Dataset records
>>

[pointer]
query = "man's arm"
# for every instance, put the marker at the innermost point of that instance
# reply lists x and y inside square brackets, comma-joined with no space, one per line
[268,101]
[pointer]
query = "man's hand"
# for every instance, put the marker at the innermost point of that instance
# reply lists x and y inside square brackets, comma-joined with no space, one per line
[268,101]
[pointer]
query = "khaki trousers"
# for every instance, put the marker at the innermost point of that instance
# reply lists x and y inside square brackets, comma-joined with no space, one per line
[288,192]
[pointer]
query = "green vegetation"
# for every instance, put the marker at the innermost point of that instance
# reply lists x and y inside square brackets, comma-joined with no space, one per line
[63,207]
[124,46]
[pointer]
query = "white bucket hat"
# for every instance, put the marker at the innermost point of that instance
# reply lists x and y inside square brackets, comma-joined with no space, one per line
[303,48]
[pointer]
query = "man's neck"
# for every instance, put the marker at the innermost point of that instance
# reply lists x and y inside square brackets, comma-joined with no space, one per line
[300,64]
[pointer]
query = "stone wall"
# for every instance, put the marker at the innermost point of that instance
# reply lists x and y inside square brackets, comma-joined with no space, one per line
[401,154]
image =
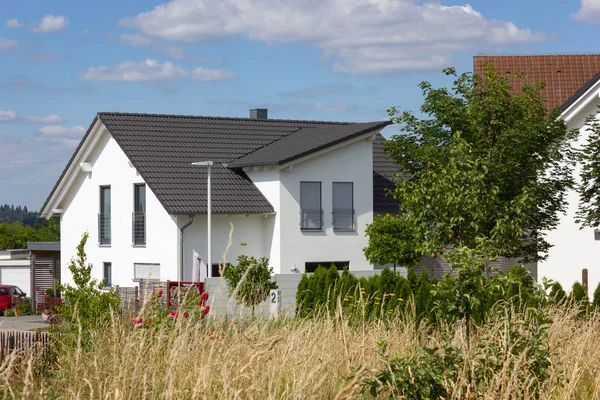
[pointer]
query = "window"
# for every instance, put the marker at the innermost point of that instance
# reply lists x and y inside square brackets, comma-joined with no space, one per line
[104,216]
[139,214]
[311,213]
[107,275]
[146,271]
[343,206]
[312,266]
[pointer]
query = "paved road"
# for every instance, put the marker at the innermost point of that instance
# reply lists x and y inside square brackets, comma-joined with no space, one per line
[24,323]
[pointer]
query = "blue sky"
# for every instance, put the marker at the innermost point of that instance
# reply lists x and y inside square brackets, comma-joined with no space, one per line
[61,62]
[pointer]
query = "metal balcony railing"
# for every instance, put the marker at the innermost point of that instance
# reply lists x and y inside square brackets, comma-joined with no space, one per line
[138,228]
[104,233]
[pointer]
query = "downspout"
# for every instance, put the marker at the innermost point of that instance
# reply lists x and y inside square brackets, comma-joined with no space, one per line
[181,245]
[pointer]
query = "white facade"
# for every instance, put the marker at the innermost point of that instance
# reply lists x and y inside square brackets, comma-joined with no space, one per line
[101,162]
[81,205]
[573,248]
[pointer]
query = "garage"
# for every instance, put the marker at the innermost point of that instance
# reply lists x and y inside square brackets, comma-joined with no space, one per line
[15,269]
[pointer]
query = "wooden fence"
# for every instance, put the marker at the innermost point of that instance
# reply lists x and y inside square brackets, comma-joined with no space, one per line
[23,342]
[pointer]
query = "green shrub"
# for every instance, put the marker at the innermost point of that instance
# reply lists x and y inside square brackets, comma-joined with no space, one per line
[249,282]
[596,300]
[86,305]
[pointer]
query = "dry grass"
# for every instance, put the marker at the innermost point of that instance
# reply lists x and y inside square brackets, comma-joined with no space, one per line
[285,359]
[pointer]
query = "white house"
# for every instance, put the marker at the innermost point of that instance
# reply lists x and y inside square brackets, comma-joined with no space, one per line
[572,85]
[297,192]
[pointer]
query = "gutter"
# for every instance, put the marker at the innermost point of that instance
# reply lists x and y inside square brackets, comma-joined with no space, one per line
[181,245]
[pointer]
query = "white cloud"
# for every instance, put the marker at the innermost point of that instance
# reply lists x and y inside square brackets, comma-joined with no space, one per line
[57,130]
[49,119]
[138,40]
[7,115]
[52,23]
[13,23]
[589,12]
[130,71]
[13,117]
[7,44]
[360,36]
[205,75]
[152,71]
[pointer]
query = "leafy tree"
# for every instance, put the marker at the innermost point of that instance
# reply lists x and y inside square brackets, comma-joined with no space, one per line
[86,306]
[488,170]
[249,282]
[588,213]
[391,241]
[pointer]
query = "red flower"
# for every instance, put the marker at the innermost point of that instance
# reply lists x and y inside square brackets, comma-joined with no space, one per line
[173,314]
[204,297]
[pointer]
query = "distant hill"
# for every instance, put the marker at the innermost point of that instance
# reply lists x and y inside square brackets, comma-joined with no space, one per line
[11,214]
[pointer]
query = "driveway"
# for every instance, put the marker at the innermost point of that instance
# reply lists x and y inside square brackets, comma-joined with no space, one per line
[24,323]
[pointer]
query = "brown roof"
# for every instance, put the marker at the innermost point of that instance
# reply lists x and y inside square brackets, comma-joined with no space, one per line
[564,74]
[162,148]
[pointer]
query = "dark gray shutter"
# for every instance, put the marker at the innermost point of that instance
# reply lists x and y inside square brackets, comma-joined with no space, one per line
[343,206]
[310,205]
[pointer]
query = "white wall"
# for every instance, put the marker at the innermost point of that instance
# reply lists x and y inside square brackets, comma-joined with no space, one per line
[351,163]
[247,238]
[573,248]
[81,206]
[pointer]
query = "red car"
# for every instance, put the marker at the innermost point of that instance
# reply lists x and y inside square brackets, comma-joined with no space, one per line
[9,295]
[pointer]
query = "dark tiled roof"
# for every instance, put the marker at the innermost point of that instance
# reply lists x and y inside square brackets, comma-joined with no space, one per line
[305,141]
[384,173]
[586,86]
[564,74]
[162,148]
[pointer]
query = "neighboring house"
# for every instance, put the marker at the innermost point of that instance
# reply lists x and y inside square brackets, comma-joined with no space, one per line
[297,192]
[572,85]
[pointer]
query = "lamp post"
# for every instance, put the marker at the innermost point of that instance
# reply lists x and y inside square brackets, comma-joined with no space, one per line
[208,212]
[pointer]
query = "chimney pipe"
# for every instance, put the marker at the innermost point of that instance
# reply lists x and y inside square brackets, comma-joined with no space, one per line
[258,113]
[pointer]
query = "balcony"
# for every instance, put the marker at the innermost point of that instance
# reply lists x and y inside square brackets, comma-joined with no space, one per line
[138,228]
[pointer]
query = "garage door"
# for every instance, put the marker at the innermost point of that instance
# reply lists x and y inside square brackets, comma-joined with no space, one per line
[18,276]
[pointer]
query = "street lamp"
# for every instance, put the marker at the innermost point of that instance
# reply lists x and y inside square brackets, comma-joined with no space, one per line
[208,212]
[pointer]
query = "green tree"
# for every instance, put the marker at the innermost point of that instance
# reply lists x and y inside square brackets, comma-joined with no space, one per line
[249,282]
[87,305]
[391,241]
[488,169]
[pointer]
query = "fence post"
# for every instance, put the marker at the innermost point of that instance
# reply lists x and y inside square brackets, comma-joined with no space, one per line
[275,303]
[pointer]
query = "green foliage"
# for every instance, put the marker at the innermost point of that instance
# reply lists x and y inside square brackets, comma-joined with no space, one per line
[557,293]
[588,213]
[484,164]
[596,299]
[249,282]
[16,235]
[391,241]
[86,306]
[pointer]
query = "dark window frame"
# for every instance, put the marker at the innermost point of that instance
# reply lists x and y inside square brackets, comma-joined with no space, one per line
[104,218]
[351,210]
[304,225]
[107,276]
[138,218]
[311,266]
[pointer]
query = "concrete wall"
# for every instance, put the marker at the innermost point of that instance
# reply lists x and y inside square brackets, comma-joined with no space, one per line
[110,166]
[574,248]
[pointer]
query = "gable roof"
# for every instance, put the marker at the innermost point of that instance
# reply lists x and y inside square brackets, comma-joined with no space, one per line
[564,74]
[162,148]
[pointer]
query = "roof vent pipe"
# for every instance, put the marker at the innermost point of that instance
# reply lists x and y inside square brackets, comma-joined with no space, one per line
[258,113]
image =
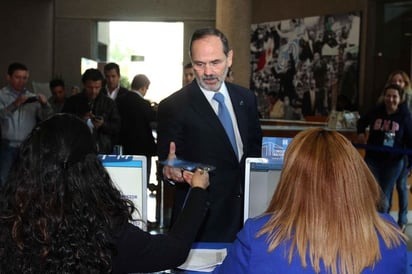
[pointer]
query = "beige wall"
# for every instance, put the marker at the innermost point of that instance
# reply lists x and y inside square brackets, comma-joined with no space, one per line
[27,37]
[51,36]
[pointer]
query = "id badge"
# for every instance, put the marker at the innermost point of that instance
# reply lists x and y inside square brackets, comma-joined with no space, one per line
[389,139]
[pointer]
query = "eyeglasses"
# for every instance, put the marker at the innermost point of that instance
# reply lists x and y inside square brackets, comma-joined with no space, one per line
[197,65]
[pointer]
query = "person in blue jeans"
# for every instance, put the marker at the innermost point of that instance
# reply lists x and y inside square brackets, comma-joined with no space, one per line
[390,131]
[401,78]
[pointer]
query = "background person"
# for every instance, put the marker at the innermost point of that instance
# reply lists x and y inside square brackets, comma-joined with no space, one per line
[61,213]
[322,217]
[58,91]
[400,78]
[138,119]
[190,118]
[97,110]
[390,127]
[112,78]
[20,110]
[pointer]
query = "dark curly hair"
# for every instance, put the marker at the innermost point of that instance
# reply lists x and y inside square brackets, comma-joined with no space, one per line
[59,208]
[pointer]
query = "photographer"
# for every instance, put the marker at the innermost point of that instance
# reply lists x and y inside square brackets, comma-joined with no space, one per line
[20,110]
[98,110]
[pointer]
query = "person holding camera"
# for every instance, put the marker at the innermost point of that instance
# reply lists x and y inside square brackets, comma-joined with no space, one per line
[97,110]
[20,110]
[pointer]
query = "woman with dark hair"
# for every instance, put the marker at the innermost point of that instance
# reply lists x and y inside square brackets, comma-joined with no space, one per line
[61,213]
[390,131]
[401,78]
[322,218]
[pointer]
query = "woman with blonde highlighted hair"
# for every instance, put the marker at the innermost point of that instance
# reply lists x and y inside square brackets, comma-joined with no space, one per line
[322,218]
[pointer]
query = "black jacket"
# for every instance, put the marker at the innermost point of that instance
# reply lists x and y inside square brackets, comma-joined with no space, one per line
[102,106]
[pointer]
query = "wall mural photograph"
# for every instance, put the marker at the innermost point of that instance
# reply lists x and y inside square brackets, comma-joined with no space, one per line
[306,67]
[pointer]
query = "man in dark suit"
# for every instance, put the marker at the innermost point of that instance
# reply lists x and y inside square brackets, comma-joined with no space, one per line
[138,119]
[189,118]
[98,111]
[112,79]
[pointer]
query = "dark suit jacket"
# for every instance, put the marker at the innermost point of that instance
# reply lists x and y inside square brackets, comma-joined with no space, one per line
[102,106]
[136,118]
[187,118]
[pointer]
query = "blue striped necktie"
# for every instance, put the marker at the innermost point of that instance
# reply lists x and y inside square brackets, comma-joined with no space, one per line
[224,117]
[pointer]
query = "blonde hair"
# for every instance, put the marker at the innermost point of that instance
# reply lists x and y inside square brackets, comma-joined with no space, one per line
[326,204]
[407,88]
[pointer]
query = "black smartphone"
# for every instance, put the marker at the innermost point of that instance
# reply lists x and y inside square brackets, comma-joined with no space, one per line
[31,99]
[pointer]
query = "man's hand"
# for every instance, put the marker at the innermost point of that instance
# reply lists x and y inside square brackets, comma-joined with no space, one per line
[198,178]
[97,121]
[20,100]
[172,173]
[42,99]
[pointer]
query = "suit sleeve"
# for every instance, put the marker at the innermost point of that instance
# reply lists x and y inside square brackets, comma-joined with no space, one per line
[255,131]
[169,128]
[111,123]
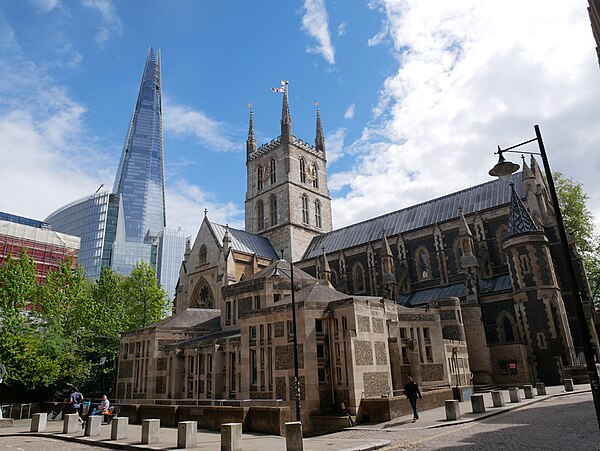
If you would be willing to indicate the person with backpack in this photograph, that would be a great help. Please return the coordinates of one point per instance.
(412, 392)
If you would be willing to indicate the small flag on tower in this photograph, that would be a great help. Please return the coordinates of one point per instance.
(283, 87)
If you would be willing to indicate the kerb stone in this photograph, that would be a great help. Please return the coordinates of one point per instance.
(187, 434)
(231, 437)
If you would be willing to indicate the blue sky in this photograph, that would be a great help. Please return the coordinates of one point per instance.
(415, 95)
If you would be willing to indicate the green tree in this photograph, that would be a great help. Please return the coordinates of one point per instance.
(145, 302)
(579, 221)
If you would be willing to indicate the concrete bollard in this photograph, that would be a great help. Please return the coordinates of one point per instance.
(38, 422)
(528, 390)
(498, 398)
(231, 437)
(477, 403)
(540, 388)
(569, 385)
(118, 428)
(150, 431)
(71, 423)
(187, 434)
(452, 409)
(514, 394)
(92, 425)
(293, 436)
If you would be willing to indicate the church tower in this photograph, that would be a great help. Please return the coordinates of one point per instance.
(287, 198)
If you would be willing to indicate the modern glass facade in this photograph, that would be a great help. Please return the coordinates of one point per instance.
(121, 229)
(171, 248)
(140, 177)
(94, 219)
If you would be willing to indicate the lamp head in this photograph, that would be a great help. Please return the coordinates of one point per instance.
(503, 169)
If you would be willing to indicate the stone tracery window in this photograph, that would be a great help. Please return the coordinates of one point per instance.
(260, 215)
(273, 171)
(302, 170)
(358, 278)
(423, 264)
(202, 255)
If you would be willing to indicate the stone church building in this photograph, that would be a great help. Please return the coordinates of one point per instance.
(461, 290)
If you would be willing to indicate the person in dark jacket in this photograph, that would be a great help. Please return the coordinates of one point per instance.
(412, 392)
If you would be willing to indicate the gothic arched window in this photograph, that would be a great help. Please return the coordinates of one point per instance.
(506, 327)
(273, 171)
(423, 264)
(458, 253)
(260, 178)
(304, 209)
(302, 170)
(260, 215)
(318, 213)
(202, 254)
(273, 202)
(500, 235)
(358, 278)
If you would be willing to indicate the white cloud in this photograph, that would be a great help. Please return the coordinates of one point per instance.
(46, 5)
(335, 144)
(472, 75)
(183, 120)
(349, 114)
(109, 16)
(316, 23)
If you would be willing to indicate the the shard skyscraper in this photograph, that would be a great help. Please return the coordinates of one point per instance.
(140, 179)
(126, 226)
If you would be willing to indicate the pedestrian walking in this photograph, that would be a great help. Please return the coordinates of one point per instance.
(412, 392)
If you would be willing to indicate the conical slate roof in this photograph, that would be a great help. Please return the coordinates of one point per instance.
(519, 219)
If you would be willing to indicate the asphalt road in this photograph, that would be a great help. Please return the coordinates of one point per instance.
(561, 423)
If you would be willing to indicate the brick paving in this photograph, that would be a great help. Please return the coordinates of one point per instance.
(560, 423)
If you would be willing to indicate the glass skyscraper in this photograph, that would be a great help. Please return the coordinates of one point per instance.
(94, 219)
(129, 225)
(140, 178)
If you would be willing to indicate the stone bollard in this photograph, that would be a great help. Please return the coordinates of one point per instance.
(71, 423)
(187, 434)
(293, 436)
(150, 431)
(477, 403)
(498, 398)
(92, 425)
(569, 385)
(118, 428)
(528, 390)
(452, 409)
(514, 394)
(540, 388)
(231, 437)
(38, 422)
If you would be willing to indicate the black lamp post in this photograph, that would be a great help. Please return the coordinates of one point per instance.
(504, 169)
(295, 342)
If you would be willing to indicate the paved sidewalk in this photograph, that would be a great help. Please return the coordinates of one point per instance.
(211, 440)
(435, 418)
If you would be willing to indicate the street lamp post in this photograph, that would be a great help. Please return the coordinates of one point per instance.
(504, 169)
(295, 343)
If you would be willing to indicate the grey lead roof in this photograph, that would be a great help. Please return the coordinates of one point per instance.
(245, 242)
(476, 198)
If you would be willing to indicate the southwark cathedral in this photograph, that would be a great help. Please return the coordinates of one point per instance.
(460, 292)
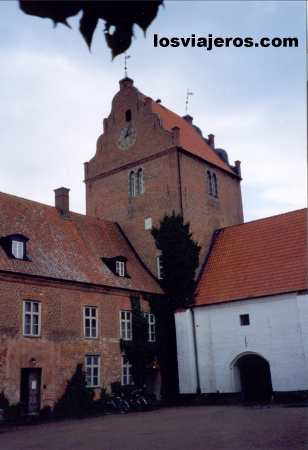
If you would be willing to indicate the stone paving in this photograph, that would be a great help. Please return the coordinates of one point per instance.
(181, 428)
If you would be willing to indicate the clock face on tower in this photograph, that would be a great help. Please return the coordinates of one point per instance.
(127, 137)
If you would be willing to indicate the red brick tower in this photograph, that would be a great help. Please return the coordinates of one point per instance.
(149, 161)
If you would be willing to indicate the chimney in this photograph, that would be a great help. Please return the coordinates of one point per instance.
(62, 200)
(175, 135)
(188, 119)
(237, 168)
(126, 82)
(211, 140)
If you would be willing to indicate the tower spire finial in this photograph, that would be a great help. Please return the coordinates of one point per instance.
(126, 57)
(188, 94)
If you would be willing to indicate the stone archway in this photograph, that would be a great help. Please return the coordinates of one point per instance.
(255, 377)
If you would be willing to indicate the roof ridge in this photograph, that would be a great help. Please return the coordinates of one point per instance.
(74, 213)
(263, 219)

<<

** Exercise directions **
Would you copy out every line in the records that includes the string "house"?

** Solution to the problem **
query = "white house"
query = "neighboring house"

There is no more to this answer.